_Selected passage:_
Maybe that's why, in the March 7 primary, voters emitted a collective "meh." Voter turnout was 21 percent of those registered — a number that excludes, by the by, a vast population of eligible citizens who've never registered.
The numbers who vote to elect a new Los Angeles mayor on May 21 don't promise to be much higher.
"I don't know that I've ever seen a mayoral election in Los Angeles with so much disinterest," says Doug Epperhart, a San Pedro community activist and member of the city's Board of Neighborhood Commissioners. "There is no enthusiasm. I had a neighbor say to me, 'The only reason I'm voting for Wendy Greuel is because [City Councilman] Joe Buscaino endorsed Garcetti and I hate Joe Buscaino."
That perfectly captures what so many feel about two candidates with inoffensive yet less than stellar records who have spent much of the past decade awarding themselves and their colleagues gold stars for modest victories.
South Los Angeles community activist Shawn Simons sums the race up with even more bitterness:
"You've got two assholes who have been in City Hall for a decade, driving our city toward insolvency," she says. "It's not like they've been saving their good ideas for when they're mayor."
His opponents, derisively, call him Prince Eric. And there is something rather princely about Eric Garcetti, a former child actor and unabashed idealist who speaks in an almost melodic cadence, and whose father, Gil, was famous as L.A. district attorney thanks in part to the O.J. Simpson trial.
Simons initially was impressed and charmed by Garcetti, who had invited a number of community activists to meet with him. He reminded her of a character on the now-defunct NBC series Heroes.
"And then I started to watch him a little," Simons says. She started attending more City Council meetings and couldn't help but notice that Garcetti, and most other council members, openly ignored residents who had taken time off work and traveled to City Hall to comment on city proposals. Often, she says, Garcetti and the others rudely yucked it up with each other and staffers.

_Extracted records:_

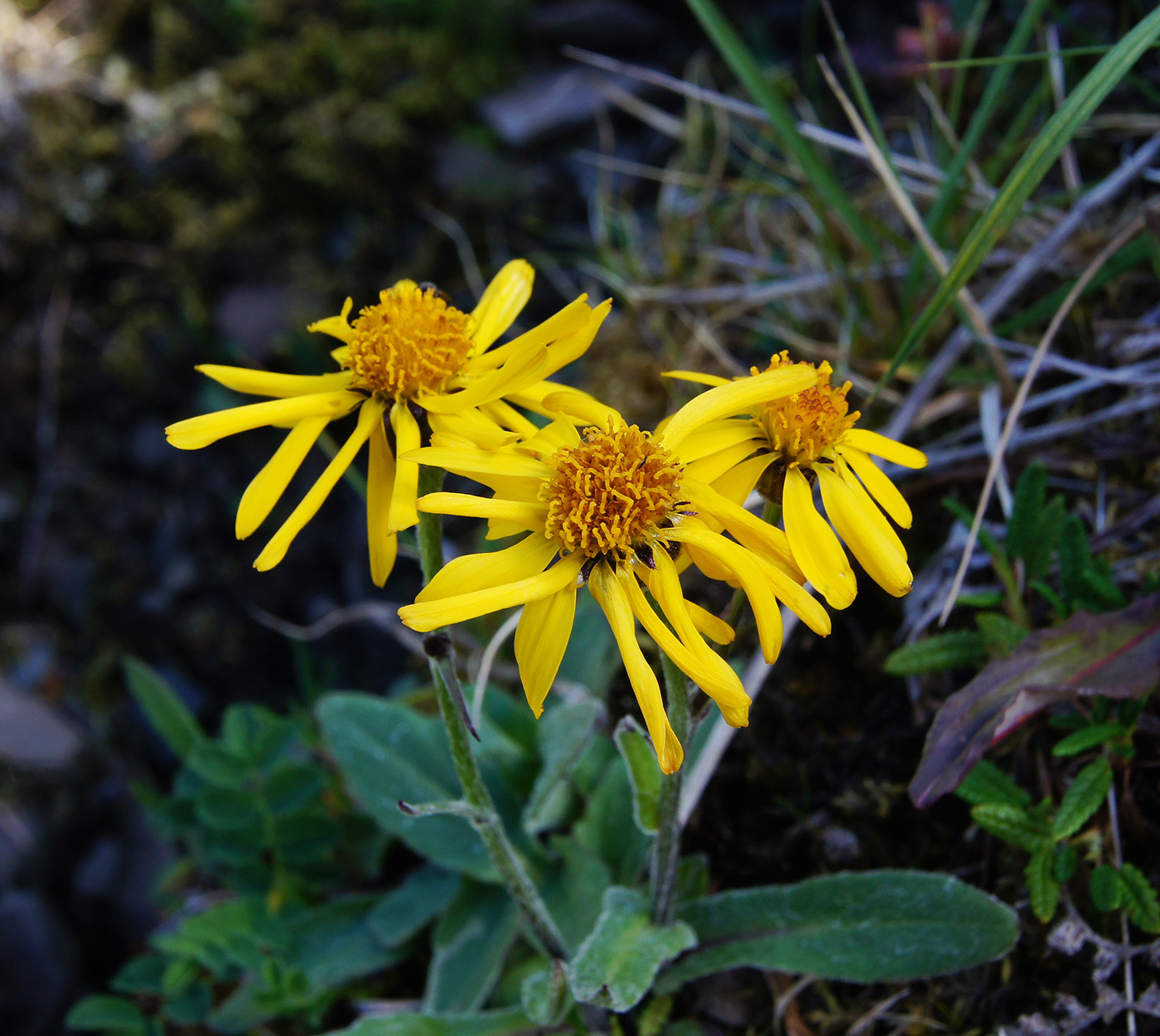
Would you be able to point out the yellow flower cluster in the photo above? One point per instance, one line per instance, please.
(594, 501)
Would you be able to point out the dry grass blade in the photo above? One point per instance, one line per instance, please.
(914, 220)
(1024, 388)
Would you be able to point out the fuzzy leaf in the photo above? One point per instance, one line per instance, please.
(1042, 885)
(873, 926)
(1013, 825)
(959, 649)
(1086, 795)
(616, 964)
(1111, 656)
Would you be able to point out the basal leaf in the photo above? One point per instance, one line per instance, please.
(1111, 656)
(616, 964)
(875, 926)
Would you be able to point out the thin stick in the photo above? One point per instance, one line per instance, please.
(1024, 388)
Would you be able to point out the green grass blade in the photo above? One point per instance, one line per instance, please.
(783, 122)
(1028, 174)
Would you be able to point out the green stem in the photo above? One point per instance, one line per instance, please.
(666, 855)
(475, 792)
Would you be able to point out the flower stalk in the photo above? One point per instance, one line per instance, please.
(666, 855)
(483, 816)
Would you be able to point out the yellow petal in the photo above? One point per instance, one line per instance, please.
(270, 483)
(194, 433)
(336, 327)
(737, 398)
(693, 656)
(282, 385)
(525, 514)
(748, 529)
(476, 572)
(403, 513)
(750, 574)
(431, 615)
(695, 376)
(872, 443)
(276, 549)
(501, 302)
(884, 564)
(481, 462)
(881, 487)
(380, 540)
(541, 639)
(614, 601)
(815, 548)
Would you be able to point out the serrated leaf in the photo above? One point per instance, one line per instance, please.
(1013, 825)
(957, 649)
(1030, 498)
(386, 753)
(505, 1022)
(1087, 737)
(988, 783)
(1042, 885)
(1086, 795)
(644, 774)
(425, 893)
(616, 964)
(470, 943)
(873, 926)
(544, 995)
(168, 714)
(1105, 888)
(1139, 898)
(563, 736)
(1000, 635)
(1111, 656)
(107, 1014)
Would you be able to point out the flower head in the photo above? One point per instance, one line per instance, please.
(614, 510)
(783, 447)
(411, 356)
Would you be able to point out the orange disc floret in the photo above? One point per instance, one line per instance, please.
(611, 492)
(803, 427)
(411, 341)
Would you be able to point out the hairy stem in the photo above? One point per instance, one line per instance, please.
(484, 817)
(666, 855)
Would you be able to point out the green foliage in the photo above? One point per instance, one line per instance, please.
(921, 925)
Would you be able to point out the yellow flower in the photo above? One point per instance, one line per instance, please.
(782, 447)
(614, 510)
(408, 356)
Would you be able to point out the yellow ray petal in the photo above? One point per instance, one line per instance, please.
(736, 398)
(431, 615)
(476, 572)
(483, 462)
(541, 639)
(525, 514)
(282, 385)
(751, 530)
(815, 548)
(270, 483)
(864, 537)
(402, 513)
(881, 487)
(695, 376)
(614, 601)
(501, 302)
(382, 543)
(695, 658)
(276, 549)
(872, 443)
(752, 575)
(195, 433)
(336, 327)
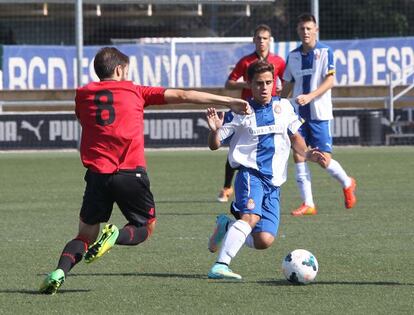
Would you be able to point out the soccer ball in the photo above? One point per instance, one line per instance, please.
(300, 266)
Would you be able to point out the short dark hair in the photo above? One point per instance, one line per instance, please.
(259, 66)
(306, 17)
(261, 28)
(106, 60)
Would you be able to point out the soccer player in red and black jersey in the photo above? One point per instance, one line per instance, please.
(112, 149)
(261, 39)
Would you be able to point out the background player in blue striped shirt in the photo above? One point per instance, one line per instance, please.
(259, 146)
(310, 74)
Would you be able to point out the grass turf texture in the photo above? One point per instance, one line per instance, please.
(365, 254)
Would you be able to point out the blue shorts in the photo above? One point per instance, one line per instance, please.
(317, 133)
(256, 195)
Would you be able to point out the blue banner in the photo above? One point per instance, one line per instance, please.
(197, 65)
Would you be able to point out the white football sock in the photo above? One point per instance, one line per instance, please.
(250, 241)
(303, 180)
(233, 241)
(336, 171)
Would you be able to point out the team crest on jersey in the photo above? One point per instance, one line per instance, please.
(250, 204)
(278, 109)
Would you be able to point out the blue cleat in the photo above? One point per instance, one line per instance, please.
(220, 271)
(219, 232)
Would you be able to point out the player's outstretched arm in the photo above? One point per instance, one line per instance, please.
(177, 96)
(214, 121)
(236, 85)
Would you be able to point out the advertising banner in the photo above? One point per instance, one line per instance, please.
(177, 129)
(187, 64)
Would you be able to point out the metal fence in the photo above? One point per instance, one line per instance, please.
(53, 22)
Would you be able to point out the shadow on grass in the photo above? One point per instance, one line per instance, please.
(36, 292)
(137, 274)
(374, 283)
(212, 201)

_Task instructions:_
**a)** Could you extract a passage from the piece on the Los Angeles mayoral race, starting at the words "His opponents, derisively, call" and ending after "O.J. Simpson trial."?
**b)** Answer these about the piece on the Los Angeles mayoral race:
(i) What was voter turnout in the March 7 primary?
(ii) Which two roles does Doug Epperhart hold?
(iii) On what television series did Garcetti remind Shawn Simons of a character?
**c)** Can you carry on the piece on the Los Angeles mayoral race, starting after its final sentence?

_Response list:_
**a)**
His opponents, derisively, call him Prince Eric. And there is something rather princely about Eric Garcetti, a former child actor and unabashed idealist who speaks in an almost melodic cadence, and whose father, Gil, was famous as L.A. district attorney thanks in part to the O.J. Simpson trial.

**b)**
(i) 21 percent of those registered.
(ii) He is a San Pedro community activist and a member of the city's Board of Neighborhood Commissioners.
(iii) The NBC series Heroes.

**c)**
"You watch them tweet and chat and not spend a second listening to the people who come down there," Simons says. "You get a real distaste for them."
One of Garcetti's talents is his ability to be all things to all people. He can size someone up and know exactly the right compliment to offer, the right thing to say, to make the person believe he's on their side.
But that talent has left many critics and activists feeling that Garcetti is a likable phony with a veracity problem. Like Greuel, he has carried water for the widely hated Department of Water and Power, but he has been slicker than Greuel at avoiding political fallout.
In late 2008, Garcetti quietly hid a city report by PA Consulting that warned of the staggering costs of Measure B, a plan to hand unionized DWP workers an exclusive deal installing solar panels on government buildings and parking lots. The report called the plan "extremely risky," with projected costs in the billions.
While keeping the City Council in the dark, Garcetti convinced them to vote to hurry Measure B onto the ballot. When the Los Angeles Times discovered Garcetti's sly move, it helped fuel an anti-DWP uproar among bloggers, activists and neighborhood councils. Popular outrage scuttled the solar plan at the ballot box in 2009.
Koreatown activist Grace Yoo describes Garcetti like this: "It's, 'I'm your friend, I'm your friend. ... Oh, I'm not gonna be your friend in this instance.' "
Garcetti's successor as City Council president in early 2012 was Herb Wesson, who secretly masterminded the city's redistricting process last fall to punish his enemies, reward his friends and pack his own district with heavy donor potential, all the while claiming the process had been "clean."
Wesson grabbed a large chunk of Koreatown's bustling bars and restaurants by redrawing the voter boundaries of his own City Council District 10.
Yoo and other activists fought against this slicing and dicing of Koreatown, demanding it be kept whole. That meant placing it all within Garcetti's District 13. When the proposed gerrymander came to light, Koreatown leaders massed to protest at raucous, packed public hearings — and were ignored.
Garcetti, Yoo says, implied that he backed the Koreatown activists, then voted to cut it up. The top political winners of the gerrymander were council members Herb Wesson, Jose Huizar — and Garcetti.
"If he had been straight up, I would have been OK with it," Yoo says. "Instead he just danced around the issue."
Garcetti's favorite statistic — that his district has been No. 1 in job growth on his watch — is a bit misleading. In fact, the Wesson-led gerrymander allowed Garcetti's District 13 to swallow up thousands of jobs in surrounding districts — jobs he had nothing to do with.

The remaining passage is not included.